> [What you are asked to do]:
Lay out the lines below as a numbered list, omitting any blank lines.

-- start Information supplied --

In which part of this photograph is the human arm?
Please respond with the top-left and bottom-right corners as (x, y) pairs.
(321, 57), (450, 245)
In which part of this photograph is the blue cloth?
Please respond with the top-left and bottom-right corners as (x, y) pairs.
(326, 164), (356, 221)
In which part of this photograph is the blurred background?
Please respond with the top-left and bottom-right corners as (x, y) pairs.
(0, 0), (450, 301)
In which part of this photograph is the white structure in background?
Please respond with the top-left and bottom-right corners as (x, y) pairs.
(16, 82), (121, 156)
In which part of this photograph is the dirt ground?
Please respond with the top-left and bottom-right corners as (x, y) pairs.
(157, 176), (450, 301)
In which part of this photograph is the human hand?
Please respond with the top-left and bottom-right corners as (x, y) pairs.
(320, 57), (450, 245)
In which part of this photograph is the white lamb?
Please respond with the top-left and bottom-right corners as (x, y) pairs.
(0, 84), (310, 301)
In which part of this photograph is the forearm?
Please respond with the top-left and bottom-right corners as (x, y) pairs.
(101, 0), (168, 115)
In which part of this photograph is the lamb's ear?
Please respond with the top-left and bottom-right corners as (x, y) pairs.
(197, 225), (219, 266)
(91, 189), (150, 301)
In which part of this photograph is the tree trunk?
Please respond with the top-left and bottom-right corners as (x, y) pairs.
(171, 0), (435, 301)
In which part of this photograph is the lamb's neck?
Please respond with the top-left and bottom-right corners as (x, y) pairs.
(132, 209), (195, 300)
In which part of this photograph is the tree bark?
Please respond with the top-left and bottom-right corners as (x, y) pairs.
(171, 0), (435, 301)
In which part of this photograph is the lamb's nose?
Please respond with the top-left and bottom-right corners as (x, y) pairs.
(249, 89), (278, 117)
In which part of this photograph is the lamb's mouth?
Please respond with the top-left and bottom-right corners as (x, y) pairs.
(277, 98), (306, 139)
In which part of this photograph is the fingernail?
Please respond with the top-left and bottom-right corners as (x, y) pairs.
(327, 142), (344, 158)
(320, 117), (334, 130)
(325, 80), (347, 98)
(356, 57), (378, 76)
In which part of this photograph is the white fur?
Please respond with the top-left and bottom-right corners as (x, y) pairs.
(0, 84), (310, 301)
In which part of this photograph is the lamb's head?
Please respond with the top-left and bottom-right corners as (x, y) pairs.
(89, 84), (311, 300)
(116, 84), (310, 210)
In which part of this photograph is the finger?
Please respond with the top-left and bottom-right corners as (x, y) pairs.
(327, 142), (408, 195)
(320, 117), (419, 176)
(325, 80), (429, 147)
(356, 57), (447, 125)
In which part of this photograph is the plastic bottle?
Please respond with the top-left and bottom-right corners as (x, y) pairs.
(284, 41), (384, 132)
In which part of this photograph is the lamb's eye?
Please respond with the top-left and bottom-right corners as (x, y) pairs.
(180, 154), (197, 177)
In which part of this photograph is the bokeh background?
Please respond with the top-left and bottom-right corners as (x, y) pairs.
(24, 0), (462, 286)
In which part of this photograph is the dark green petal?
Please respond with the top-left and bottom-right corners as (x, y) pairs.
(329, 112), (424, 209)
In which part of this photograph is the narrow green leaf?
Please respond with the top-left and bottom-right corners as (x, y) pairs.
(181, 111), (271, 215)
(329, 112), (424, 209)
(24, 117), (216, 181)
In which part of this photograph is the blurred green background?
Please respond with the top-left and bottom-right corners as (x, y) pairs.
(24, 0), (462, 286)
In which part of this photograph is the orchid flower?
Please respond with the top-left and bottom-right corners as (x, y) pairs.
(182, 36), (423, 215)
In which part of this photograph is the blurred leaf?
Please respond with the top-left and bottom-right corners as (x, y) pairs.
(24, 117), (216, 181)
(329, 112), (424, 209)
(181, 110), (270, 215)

-- end Information supplied --

> [Full response]:
1. In which part of this photograph is the human arm?
2. Please respond with the top-left and bottom-right corners as (x, y) pairs.
3. (321, 57), (450, 245)
4. In which part of this photograph is the blue cloth?
5. Please respond with the top-left and bottom-right corners as (x, y) pairs.
6. (326, 164), (356, 221)
7. In which part of this photograph is the blurred background?
8. Please respond with the top-left and bottom-right corners as (x, y) pairs.
9. (0, 0), (450, 301)
10. In which part of this photograph is the white structure in background?
11. Please respond with the top-left and bottom-right corners as (x, y) pairs.
12. (16, 82), (121, 156)
13. In which part of this photograph is the dirt ground?
14. Please respond with the top-left and bottom-right corners as (x, y) pairs.
15. (157, 176), (450, 301)
16. In which part of this photograph is the human hand?
17. Please respond with the top-left and bottom-right corners as (x, y) pairs.
18. (320, 57), (450, 245)
19. In which part of this photograph is the white lamb?
20. Please respond with the top-left and bottom-right corners as (x, y) pairs.
21. (0, 84), (310, 301)
22. In which part of this photograph is the forearm?
23. Please respond with the top-left and bottom-right corners as (x, y) pairs.
24. (101, 0), (168, 115)
25. In which part of this photograph is the lamb's ear?
26. Please respond with the top-left and bottom-right corners as (x, y) pairs.
27. (197, 225), (219, 266)
28. (91, 189), (150, 301)
29. In which part of this photograph is the tree trunk?
30. Please respond with the top-left and bottom-right corners as (x, y) pairs.
31. (171, 0), (435, 301)
32. In which part of this photograph is the lamb's neck?
33. Please respond with the top-left and bottom-right corners as (x, y) pairs.
34. (132, 209), (195, 300)
35. In which part of this photograph is the tree bark?
36. Please respond with the top-left and bottom-right corners as (x, y) pairs.
37. (171, 0), (435, 301)
38. In which part of this photograph is the lamb's nose?
39. Please respond with the top-left and bottom-right corners as (x, y) pairs.
40. (249, 89), (278, 117)
41. In which part of this photograph is the lamb's mouth?
42. Please respond with the top-left and bottom-right corners as (x, y) pairs.
43. (277, 98), (306, 139)
44. In which part of this photograph is the fingernail?
45. Please respond with the top-left and bottom-right corners as (x, y) pairs.
46. (327, 142), (344, 158)
47. (320, 117), (334, 130)
48. (325, 80), (347, 98)
49. (356, 57), (378, 76)
50. In which part of this photograph is the white fur?
51. Please respond with the top-left and bottom-right corners as (x, y) pairs.
52. (0, 84), (310, 301)
53. In which part of this photograph is the lamb's head?
54. Please respond with the top-left and bottom-right corners as (x, y) pairs.
55. (89, 84), (311, 300)
56. (116, 84), (310, 210)
57. In which part of this photograph is the finger?
58. Please respond with the top-left and bottom-right corners as (x, y) pairs.
59. (327, 142), (408, 195)
60. (320, 117), (419, 176)
61. (325, 80), (429, 147)
62. (356, 57), (447, 125)
63. In which part of this photograph is the plastic bottle?
64. Please respond with the top-left and bottom-right corners as (x, y) pairs.
65. (284, 41), (384, 132)
66. In which part of this photograph is the lamb's eye?
67. Please respond with the top-left and bottom-right corners as (x, y) pairs.
68. (180, 154), (197, 177)
69. In which part of this photograph is the bokeh background?
70. Please respond with the top-left and bottom-right corners as (x, y) pairs.
71. (24, 0), (462, 286)
72. In which part of this photograph is the dark green petal?
73. Please respond with the top-left and bottom-right corners as (x, y) pairs.
74. (329, 112), (424, 209)
75. In which part of this photograph is the narrow green leaf?
76. Please respond with the top-left and bottom-right corners as (x, y) pairs.
77. (181, 111), (271, 215)
78. (329, 112), (424, 209)
79. (24, 117), (216, 181)
80. In which part of this photograph is the blurred green background?
81. Please respond with the top-left and bottom-right corners as (x, y) pairs.
82. (24, 0), (462, 286)
83. In which part of this photograph is the orchid flower?
84. Please respond with the top-left and bottom-right corners as (x, y) pairs.
85. (182, 36), (423, 215)
86. In which part of this photograph is the blurred leaf?
87. Please respond with the top-left and bottom-right corners as (x, y) pairs.
88. (24, 117), (216, 181)
89. (329, 112), (424, 209)
90. (181, 110), (270, 215)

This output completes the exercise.